Description of the task:
Output only the lines from the one holding "at podium in the image above." to the end of the data below, please, copied exactly.

Information shown:

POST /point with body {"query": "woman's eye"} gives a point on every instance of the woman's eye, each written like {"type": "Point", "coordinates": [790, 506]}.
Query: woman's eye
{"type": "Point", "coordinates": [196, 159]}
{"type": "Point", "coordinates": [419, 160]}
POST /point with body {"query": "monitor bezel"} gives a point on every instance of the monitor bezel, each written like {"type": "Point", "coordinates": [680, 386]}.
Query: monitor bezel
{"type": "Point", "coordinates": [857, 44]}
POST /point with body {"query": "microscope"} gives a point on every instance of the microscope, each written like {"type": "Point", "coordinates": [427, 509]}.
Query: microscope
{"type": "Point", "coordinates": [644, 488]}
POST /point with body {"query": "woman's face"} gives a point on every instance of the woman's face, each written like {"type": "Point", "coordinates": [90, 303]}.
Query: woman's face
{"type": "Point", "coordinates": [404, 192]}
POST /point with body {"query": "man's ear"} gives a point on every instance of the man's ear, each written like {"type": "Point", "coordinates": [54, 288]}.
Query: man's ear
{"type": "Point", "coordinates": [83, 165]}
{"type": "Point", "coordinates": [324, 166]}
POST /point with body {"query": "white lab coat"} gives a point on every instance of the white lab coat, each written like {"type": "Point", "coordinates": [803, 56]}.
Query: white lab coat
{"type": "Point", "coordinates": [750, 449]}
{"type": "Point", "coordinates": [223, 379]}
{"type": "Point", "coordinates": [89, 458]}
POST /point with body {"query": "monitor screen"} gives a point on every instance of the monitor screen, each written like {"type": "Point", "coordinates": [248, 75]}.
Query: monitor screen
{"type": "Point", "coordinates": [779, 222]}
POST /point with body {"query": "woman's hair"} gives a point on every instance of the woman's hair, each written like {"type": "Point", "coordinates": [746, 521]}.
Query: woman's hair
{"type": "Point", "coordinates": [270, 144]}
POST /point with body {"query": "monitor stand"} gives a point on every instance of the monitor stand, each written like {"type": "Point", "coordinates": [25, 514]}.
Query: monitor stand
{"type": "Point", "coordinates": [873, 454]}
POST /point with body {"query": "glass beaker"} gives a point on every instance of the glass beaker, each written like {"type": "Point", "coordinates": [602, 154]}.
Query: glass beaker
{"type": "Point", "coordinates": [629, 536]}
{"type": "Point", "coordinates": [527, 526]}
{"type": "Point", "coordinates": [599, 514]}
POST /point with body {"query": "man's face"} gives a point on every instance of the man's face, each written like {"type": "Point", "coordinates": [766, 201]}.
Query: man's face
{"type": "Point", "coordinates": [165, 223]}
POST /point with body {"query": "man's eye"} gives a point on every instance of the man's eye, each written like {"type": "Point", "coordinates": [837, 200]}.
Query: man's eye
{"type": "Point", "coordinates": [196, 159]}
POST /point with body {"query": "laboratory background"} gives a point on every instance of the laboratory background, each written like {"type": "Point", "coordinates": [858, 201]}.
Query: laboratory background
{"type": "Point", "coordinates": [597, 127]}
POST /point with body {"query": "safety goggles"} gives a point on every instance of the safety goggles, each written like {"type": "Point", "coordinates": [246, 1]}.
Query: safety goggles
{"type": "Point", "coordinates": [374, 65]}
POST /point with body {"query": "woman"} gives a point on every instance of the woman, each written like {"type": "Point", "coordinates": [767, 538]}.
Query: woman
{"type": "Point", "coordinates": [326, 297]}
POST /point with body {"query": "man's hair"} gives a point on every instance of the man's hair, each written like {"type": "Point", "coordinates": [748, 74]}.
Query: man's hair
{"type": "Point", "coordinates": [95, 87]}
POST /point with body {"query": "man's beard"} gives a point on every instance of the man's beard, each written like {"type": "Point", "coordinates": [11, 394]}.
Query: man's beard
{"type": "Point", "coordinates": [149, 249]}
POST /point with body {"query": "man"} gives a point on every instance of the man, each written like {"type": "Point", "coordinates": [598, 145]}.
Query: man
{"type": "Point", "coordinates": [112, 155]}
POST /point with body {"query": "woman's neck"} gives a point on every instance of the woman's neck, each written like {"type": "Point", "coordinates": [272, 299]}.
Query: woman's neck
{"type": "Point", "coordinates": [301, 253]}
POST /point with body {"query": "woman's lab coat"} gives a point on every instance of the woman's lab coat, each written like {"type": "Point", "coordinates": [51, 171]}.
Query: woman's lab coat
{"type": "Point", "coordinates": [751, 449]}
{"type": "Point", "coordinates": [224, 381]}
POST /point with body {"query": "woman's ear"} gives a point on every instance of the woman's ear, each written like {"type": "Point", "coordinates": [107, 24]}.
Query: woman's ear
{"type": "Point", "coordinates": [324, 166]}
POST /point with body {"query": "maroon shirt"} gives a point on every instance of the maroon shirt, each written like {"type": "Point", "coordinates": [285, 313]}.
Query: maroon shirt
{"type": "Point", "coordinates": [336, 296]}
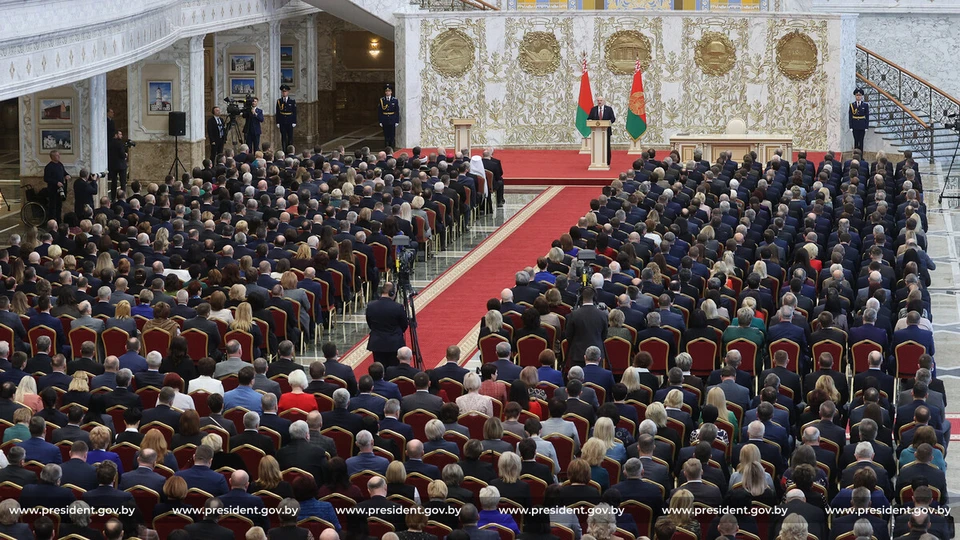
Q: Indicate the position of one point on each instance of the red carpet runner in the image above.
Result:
(450, 308)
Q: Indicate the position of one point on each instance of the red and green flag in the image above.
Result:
(585, 103)
(637, 113)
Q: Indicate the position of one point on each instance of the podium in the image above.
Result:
(461, 132)
(599, 139)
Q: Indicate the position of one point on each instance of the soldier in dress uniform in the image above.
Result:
(389, 116)
(859, 116)
(286, 116)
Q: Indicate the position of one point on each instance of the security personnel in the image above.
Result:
(389, 112)
(286, 116)
(859, 116)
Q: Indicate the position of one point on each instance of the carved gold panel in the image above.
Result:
(539, 53)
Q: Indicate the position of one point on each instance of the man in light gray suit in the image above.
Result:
(587, 394)
(731, 390)
(120, 293)
(260, 380)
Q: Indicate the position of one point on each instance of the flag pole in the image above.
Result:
(585, 146)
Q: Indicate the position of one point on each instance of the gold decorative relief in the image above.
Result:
(796, 55)
(715, 53)
(622, 50)
(452, 53)
(539, 53)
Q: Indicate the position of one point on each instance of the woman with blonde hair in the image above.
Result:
(155, 441)
(681, 512)
(825, 383)
(123, 320)
(243, 321)
(269, 479)
(605, 431)
(593, 452)
(27, 394)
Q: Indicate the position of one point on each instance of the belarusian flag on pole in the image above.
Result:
(585, 103)
(637, 113)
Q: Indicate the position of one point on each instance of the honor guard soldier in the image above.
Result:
(389, 116)
(286, 116)
(859, 116)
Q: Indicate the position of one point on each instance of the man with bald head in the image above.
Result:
(238, 497)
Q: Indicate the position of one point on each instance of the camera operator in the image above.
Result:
(216, 133)
(387, 321)
(84, 190)
(117, 166)
(56, 177)
(253, 125)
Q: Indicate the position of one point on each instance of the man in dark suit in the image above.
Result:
(200, 475)
(300, 453)
(251, 436)
(387, 321)
(422, 398)
(14, 472)
(586, 326)
(602, 111)
(216, 133)
(143, 475)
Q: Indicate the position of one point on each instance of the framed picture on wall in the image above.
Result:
(243, 63)
(286, 54)
(159, 97)
(55, 110)
(57, 139)
(242, 87)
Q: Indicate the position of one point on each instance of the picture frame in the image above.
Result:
(241, 86)
(286, 54)
(159, 97)
(55, 110)
(243, 63)
(56, 139)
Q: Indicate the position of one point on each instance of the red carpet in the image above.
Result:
(456, 301)
(567, 167)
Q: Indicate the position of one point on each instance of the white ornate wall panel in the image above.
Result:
(46, 46)
(513, 107)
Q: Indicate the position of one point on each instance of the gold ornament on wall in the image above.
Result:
(452, 53)
(796, 56)
(715, 53)
(622, 50)
(539, 53)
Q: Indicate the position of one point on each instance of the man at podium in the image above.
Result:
(604, 112)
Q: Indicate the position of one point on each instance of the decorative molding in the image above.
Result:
(99, 36)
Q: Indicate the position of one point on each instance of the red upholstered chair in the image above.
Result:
(860, 352)
(659, 350)
(618, 354)
(792, 349)
(529, 349)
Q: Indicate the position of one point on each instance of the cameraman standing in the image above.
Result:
(252, 126)
(116, 166)
(84, 190)
(56, 177)
(387, 321)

Answer to the problem:
Q: Indicate the position of one point on each instance of the man at podium in the image above.
Result:
(604, 112)
Q: Indicate the position of one point on each instance of the decorative molding in the image above.
Result:
(99, 36)
Q: Indicate the position of one point on each instance of the red upholstered chair in the image above.
Result:
(860, 352)
(659, 350)
(618, 354)
(792, 349)
(529, 349)
Q: Indicate the position of one point on each instance of the cameraman standing in the image above.
Result:
(252, 126)
(116, 166)
(84, 190)
(56, 177)
(387, 321)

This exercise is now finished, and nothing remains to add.